WORK REQUIRED ▸ Transcribe everything from "The Miwoks saw" down to "She terrified Smith." in the passage on Coast Miwok death customs below, keeping every word and mark unchanged.

═══ EXCERPTED PASSAGE

Along with the body, the Miwoks burned all the person's possessions, which were broken and then thrown on the fire. This included everything the person owned—money, too—according to Smith. In the case of a man, even his house was destroyed.
In 1906, ethnographer C. Hart Merriam witnessed a Miwok mourning ceremony, which he later wrote about. He described four days of dancing led by the chief of the village. The dances lasted hours and people collapsed in exhaustion at the end of them.
Afterwards, the name of the dead person was never spoken again. If the person was referred to, he or she was referred to by familial relationships—brother, sister, and so on. Once a Miwok died, he or she was effectively erased from the village.
"I can't give an honest answer as to why they did that," says Goerke. "It may have been thought to bring bad luck to the family. But it's impossible for us to say now. Maybe they didn't know it either."
Fooling the Ghosts
Like many California Indians, the Coast Miwoks believed in ghosts. The spirits of the dead were supposed to go to the home of the creator-god Coyote, who lived some place out west of Pt. Reyes. But the spirits didn't always make it to Coyote's home, apparently, because there are many accounts of ghosts interacting with the living.
The Miwoks saw ghosts as complicated figures, at once loved family members and otherworldly dangers. One myth describes a man who was cremated coming back as a ghost and talking to his grandmother and son. Soon after, the grandmother died and the son burst into flames. Smith himself reported a time that his sister-in-law's ghost descended through the ceiling to talk to him. She was wearing a dress with abalone shells at the bottom, and she wanted to tell him about another family member. She terrified Smith.

══════
═══ DATA UNDER STUDY

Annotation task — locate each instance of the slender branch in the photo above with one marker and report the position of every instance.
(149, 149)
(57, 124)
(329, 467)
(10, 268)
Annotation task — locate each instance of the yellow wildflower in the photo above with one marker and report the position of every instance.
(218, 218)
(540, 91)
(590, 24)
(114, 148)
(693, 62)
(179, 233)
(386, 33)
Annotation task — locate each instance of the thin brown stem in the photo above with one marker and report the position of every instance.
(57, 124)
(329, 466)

══════

ANSWER TO THE PROBLEM ▸
The Miwoks saw ghosts as complicated figures, at once loved family members and otherworldly dangers. One myth describes a man who was cremated coming back as a ghost and talking to his grandmother and son. Soon after, the grandmother died and the son burst into flames. Smith himself reported a time that his sister-in-law's ghost descended through the ceiling to talk to him. She was wearing a dress with abalone shells at the bottom, and she wanted to tell him about another family member. She terrified Smith.